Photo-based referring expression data
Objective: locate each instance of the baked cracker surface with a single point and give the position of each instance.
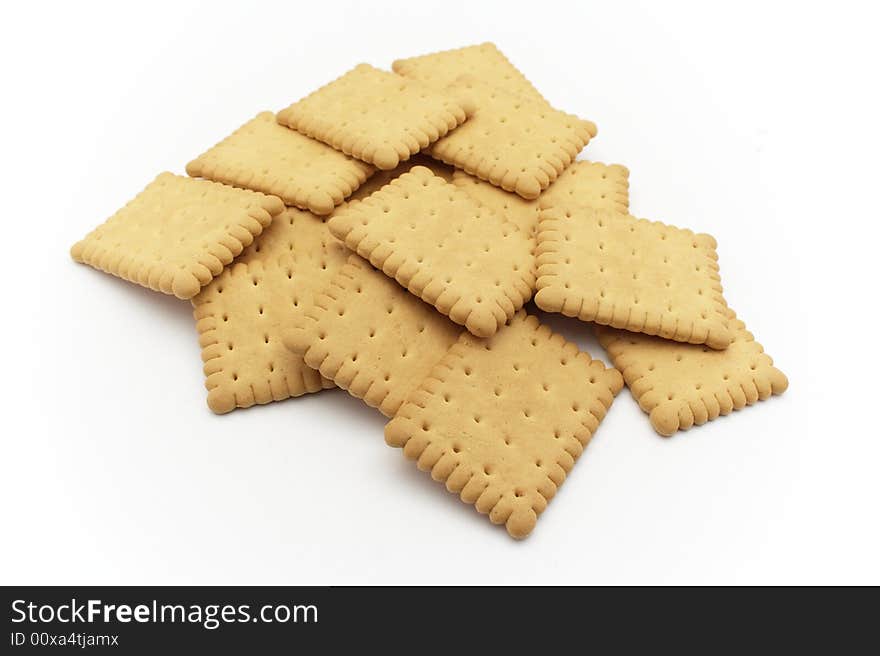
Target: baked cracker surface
(643, 276)
(514, 143)
(371, 337)
(685, 385)
(502, 420)
(242, 315)
(443, 247)
(177, 234)
(583, 183)
(484, 62)
(376, 116)
(271, 158)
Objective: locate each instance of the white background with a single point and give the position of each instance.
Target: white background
(757, 124)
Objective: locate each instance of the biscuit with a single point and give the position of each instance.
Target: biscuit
(382, 178)
(682, 385)
(502, 420)
(640, 275)
(588, 183)
(177, 234)
(376, 116)
(371, 337)
(441, 245)
(242, 315)
(265, 156)
(484, 62)
(516, 144)
(296, 233)
(239, 317)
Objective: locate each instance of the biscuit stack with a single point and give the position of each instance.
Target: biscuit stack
(384, 234)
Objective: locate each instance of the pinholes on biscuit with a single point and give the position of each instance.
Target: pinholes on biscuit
(502, 420)
(177, 234)
(443, 247)
(623, 272)
(242, 315)
(371, 337)
(683, 385)
(514, 143)
(376, 116)
(268, 157)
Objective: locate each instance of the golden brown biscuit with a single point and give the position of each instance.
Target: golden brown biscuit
(372, 337)
(438, 243)
(177, 234)
(485, 62)
(516, 144)
(265, 156)
(682, 385)
(502, 420)
(376, 116)
(629, 273)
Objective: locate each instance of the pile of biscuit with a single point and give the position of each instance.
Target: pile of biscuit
(383, 235)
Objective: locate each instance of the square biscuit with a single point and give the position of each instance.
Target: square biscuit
(240, 317)
(371, 337)
(502, 420)
(177, 234)
(639, 275)
(376, 116)
(514, 143)
(485, 62)
(588, 183)
(265, 156)
(296, 234)
(683, 385)
(443, 247)
(382, 178)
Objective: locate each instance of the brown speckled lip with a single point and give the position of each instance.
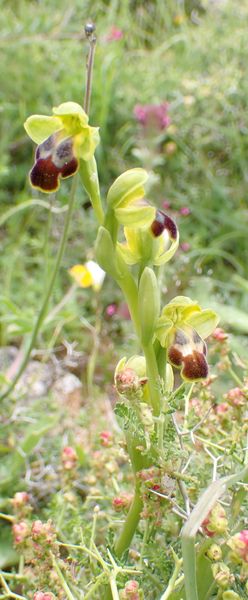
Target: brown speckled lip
(195, 366)
(53, 160)
(161, 223)
(175, 356)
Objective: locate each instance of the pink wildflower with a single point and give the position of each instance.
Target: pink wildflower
(111, 310)
(185, 211)
(69, 458)
(20, 499)
(122, 502)
(20, 531)
(106, 438)
(216, 522)
(43, 596)
(152, 115)
(235, 397)
(239, 546)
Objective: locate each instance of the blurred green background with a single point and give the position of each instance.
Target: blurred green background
(190, 54)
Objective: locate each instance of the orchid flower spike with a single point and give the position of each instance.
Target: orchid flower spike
(88, 275)
(63, 140)
(153, 245)
(181, 329)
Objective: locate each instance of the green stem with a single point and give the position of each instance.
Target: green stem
(130, 524)
(153, 377)
(89, 176)
(49, 291)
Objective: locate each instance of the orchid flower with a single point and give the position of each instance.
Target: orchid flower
(181, 329)
(63, 140)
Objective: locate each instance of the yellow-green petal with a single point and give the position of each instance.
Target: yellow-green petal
(135, 215)
(166, 255)
(127, 188)
(87, 141)
(40, 127)
(203, 322)
(163, 330)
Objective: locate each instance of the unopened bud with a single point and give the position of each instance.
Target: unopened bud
(106, 439)
(239, 546)
(214, 552)
(222, 575)
(43, 596)
(231, 595)
(216, 522)
(235, 397)
(122, 502)
(69, 458)
(20, 499)
(20, 532)
(127, 382)
(131, 591)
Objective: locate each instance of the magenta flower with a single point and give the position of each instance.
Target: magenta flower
(153, 115)
(185, 211)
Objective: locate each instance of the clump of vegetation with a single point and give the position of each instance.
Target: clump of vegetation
(86, 506)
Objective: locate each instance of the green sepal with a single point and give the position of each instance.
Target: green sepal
(204, 322)
(163, 329)
(149, 304)
(40, 127)
(105, 253)
(169, 378)
(89, 176)
(135, 215)
(127, 188)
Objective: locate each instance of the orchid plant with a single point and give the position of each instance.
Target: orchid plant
(134, 241)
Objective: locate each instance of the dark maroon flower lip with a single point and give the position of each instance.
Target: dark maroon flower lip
(55, 159)
(163, 223)
(189, 353)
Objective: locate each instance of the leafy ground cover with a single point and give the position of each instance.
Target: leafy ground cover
(66, 481)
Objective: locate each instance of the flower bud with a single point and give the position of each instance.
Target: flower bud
(235, 397)
(42, 531)
(106, 439)
(216, 522)
(43, 596)
(239, 546)
(149, 304)
(127, 382)
(121, 503)
(214, 552)
(20, 532)
(69, 458)
(131, 591)
(20, 500)
(130, 376)
(230, 595)
(222, 575)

▸ HOW TO COMPLETE THIS TASK
Set down, exactly as they stand above, the lines starting with the line with "Objective: locate each instance of the white" and going on through the line with "Objective: locate each instance of the biscuit with", and no others.

▸ ANSWER BOX
Objective: locate each instance of the white background with a single point and give the position of each instance.
Target: white background
(757, 124)
Objective: locate each instance of the biscuit with a single point and give the position of each instance.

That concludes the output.